— ACTIVITY —
Your output must reproduce all the records below precisely and contain no pictures.

— SUPPLIED ENTRIES —
*** Begin section ***
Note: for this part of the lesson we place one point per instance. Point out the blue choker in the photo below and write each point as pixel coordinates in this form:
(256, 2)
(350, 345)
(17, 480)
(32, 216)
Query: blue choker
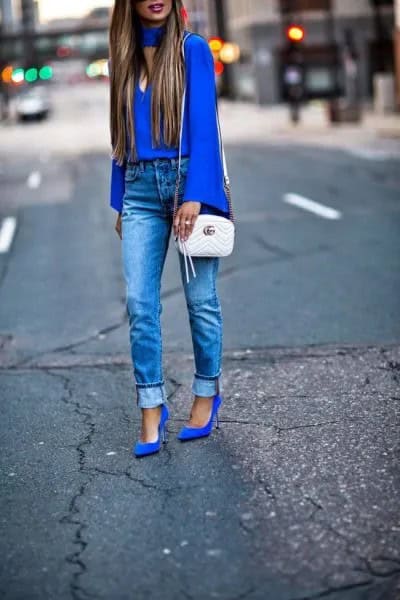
(151, 36)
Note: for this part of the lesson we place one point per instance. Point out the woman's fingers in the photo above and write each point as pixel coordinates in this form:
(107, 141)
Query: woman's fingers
(185, 219)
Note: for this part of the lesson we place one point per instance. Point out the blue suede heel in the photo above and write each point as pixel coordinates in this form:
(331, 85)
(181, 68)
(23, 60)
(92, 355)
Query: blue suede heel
(144, 448)
(191, 433)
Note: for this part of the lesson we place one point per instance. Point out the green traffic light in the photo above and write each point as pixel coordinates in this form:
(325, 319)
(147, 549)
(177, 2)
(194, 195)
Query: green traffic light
(31, 74)
(46, 72)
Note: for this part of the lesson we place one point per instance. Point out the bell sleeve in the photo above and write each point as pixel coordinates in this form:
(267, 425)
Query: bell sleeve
(117, 179)
(204, 180)
(117, 184)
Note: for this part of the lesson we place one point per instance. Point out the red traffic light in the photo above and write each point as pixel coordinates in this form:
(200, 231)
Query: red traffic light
(295, 33)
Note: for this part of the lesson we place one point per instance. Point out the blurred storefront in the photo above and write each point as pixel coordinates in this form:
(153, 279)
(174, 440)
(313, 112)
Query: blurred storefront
(343, 41)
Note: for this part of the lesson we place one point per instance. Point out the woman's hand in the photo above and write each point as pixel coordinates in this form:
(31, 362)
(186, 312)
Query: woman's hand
(118, 228)
(188, 211)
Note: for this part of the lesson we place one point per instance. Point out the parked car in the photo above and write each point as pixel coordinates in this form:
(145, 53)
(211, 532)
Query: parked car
(33, 103)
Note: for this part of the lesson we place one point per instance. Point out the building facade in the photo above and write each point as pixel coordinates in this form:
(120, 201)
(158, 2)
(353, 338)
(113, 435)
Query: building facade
(337, 33)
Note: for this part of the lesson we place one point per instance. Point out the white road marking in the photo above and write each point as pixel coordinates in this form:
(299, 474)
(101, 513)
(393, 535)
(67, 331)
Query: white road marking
(318, 209)
(7, 230)
(34, 179)
(370, 154)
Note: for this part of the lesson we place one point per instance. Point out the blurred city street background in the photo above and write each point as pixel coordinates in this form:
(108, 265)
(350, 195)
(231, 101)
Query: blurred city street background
(296, 496)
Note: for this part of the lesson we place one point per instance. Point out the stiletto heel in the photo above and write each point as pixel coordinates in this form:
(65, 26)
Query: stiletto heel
(191, 433)
(145, 448)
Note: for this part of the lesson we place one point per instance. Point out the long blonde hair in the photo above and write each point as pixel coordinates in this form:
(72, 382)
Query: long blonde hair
(167, 77)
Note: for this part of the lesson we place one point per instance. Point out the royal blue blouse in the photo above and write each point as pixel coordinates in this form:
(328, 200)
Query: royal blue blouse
(204, 180)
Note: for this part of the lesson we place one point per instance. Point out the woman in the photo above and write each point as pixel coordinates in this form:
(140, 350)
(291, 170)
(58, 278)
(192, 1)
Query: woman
(147, 78)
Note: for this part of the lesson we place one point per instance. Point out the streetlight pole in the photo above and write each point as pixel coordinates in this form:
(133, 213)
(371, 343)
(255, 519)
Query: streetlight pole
(222, 32)
(397, 50)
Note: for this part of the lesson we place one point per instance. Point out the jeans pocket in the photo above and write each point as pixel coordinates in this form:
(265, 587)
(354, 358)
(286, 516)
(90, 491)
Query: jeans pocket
(131, 173)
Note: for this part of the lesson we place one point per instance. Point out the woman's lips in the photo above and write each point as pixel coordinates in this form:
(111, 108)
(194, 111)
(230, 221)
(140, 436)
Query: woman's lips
(156, 7)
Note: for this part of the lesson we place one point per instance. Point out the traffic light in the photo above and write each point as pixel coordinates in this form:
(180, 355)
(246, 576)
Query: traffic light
(295, 33)
(28, 14)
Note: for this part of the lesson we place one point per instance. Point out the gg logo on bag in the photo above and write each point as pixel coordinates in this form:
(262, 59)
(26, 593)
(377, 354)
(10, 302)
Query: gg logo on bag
(209, 230)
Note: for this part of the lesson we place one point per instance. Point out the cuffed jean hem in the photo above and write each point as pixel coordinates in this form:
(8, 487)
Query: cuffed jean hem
(150, 396)
(205, 386)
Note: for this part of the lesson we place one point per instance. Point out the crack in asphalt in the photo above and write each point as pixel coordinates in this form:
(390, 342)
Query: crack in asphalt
(73, 516)
(76, 559)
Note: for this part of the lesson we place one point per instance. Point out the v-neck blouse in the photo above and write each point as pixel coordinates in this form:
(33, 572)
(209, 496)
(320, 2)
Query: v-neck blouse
(204, 179)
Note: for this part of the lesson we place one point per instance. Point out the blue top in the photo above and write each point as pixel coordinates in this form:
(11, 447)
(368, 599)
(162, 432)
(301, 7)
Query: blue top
(204, 180)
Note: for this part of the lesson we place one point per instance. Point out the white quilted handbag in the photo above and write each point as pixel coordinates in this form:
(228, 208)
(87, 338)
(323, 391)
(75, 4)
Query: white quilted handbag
(212, 235)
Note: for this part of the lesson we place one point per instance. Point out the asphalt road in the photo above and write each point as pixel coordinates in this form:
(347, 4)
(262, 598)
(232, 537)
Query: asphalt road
(296, 496)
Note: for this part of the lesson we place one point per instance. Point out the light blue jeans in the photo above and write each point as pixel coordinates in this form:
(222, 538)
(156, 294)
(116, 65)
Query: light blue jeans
(146, 224)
*** End section ***
— TASK OUTPUT —
Note: for this part of the lesson we place one point per instance. Point out the blue choker in the photo below and write each point as pixel coordinates in this form:
(256, 2)
(350, 345)
(17, 480)
(32, 216)
Query: blue choker
(151, 36)
Note: for this part of the lesson we place one point per instance. Point out the woman's fingers in the photo above and write each point as pixel coordinates in this form:
(107, 141)
Query: woman's fingers
(185, 219)
Note: for this part of the lesson we place one point per instance. Point out the blue suede heel in the photo above and write each point as pixel coordinates in this form:
(331, 85)
(181, 68)
(23, 60)
(92, 355)
Query: blue suede heel
(144, 448)
(191, 433)
Note: for this part of the lesson we place one point per instance. Point out the green traffic light in the photo above and write each point as pixel coordinates in this form:
(325, 319)
(147, 549)
(177, 2)
(194, 195)
Query: green traffic light
(31, 74)
(46, 72)
Note: for this part of the lesson we place one point per instance. Point out the bell sleeve in the photo above and write each point as pixel coordinates in this form:
(267, 425)
Query: bell sleeve
(117, 179)
(204, 180)
(117, 184)
Note: for this part of the lesson we place one point per instance. Point out the red traffic light in the photo above and write each point as pixel coordinates in this form:
(200, 231)
Query: red traffic light
(295, 33)
Note: for this part of the lesson we place one point per instance. Point out the blurred storefront in the photo above and write each point as pixel coordinates in this form:
(153, 279)
(174, 440)
(313, 112)
Query: blurred storefront
(343, 41)
Note: for this part of the lesson we place one point per instance. Point out the woman's hand in the photo above and write each point as pixel coordinates in this form:
(31, 362)
(186, 312)
Query: woman's hand
(118, 228)
(188, 211)
Note: for this part of the lesson we place one point per instance. Point out the parked car in the photo above and write each point as pixel coordinates in this form:
(145, 53)
(211, 532)
Query: parked car
(33, 103)
Note: for this part of the lesson we place one point per instance. Point out the building facade in the photo above and write each point as pixel coordinates in this form:
(120, 201)
(158, 2)
(353, 338)
(113, 435)
Query: building facade
(337, 33)
Note: for this part of the lesson we place one point per instance. Point out the white road marking in the photo above and write each point as pixel coordinates in this form:
(299, 474)
(101, 513)
(393, 535)
(67, 331)
Query: white road marking
(318, 209)
(7, 230)
(34, 179)
(370, 154)
Note: for this part of the lesson we place one point per instance. Point out the blurred city street background in the photo above and write each point as pixel coordinates in this form:
(108, 265)
(350, 195)
(231, 101)
Query: blurred city street background
(296, 496)
Note: for this part of the lesson we place one point per instance. Point out the stiletto heel in the photo above and write each point as pixel coordinates in this form:
(65, 26)
Query: stiletto heel
(191, 433)
(145, 448)
Note: for this part of the lesson we place one point per instance. Point out the long blonde hair in the photo above and write each point as pixel coordinates in this form:
(72, 382)
Query: long blonde hair
(167, 77)
Note: for this part of the lesson we place one point per instance. Point out the royal blue blouse in the photo above and write each point as pixel coordinates in this form:
(328, 200)
Query: royal blue blouse
(204, 180)
Note: for this part of the lesson we place one point per instance. Point out the woman in the photo above and write each point as pixel coordinates in this form:
(140, 350)
(291, 170)
(58, 278)
(192, 1)
Query: woman
(147, 78)
Note: for this part of the lesson we place one point per instance. Point out the streetlight pole in the photo above and write each point as pixel coordinates in this form:
(133, 213)
(371, 343)
(255, 519)
Query: streetlight pole
(222, 32)
(397, 50)
Note: for this part of the lesson we place one point per instance. Point out the jeans pocket in the photo above and write each point as pixel coordinates in this form:
(265, 587)
(354, 358)
(286, 516)
(90, 491)
Query: jeans pocket
(131, 173)
Note: for this part of the lesson we place one point per instance. Point out the woman's lips in the photo above and write each point as pixel coordinates in this form:
(111, 108)
(194, 111)
(230, 221)
(140, 436)
Query: woman's lips
(156, 7)
Note: for this part of the lesson we place one point per instance. Point out the traffic light in the photo above and write each point as pixel coordinates in this form:
(180, 355)
(246, 576)
Query: traffic light
(295, 33)
(28, 14)
Note: for this part of the lesson we place one point per instance. Point out the gg logo on bag in the photo above and write each point as pixel coordinates in this form:
(262, 59)
(26, 593)
(377, 354)
(10, 302)
Query: gg logo on bag
(209, 230)
Note: for this part of the lesson we place one point per instance. Point out the cuffed jean hem in the photo above and write each point as pixel coordinates in this form:
(8, 487)
Query: cuffed jean hem
(150, 396)
(205, 386)
Note: for this part of the lesson we place one point per instance. Point out the crack in asphalt in the photo above and write each point as pixel coordinates in this form:
(390, 342)
Query: crack in asphalt
(73, 516)
(76, 559)
Note: for this part of the lesson we place one point per instance. Point out the v-neck blouse in the photo above and write each point as pixel coordinates in this form:
(33, 572)
(209, 496)
(320, 2)
Query: v-neck blouse
(204, 179)
Note: for this part of the lesson we place one point per instance. Point out the blue top in the photo above and write each point as pixel coordinates in this form:
(11, 447)
(368, 599)
(162, 432)
(301, 7)
Query: blue top
(204, 180)
Note: for this part of the lesson we place one point per instance. Point out the white quilted handbag in the photo above and write each point as pixel coordinates in this form:
(228, 208)
(87, 338)
(323, 391)
(75, 4)
Query: white quilted handbag
(212, 235)
Note: for this part of the lesson we place one point per instance. Point out the asphalt road in the photo above and write each point as pixel coordinates in this form:
(347, 4)
(262, 598)
(232, 537)
Query: asphalt road
(296, 496)
Note: for this part of the lesson we place one point per instance. Point out the light blue jeans in the photo above and write each point as pixel coordinates in this form:
(222, 538)
(156, 294)
(116, 65)
Query: light blue jeans
(146, 224)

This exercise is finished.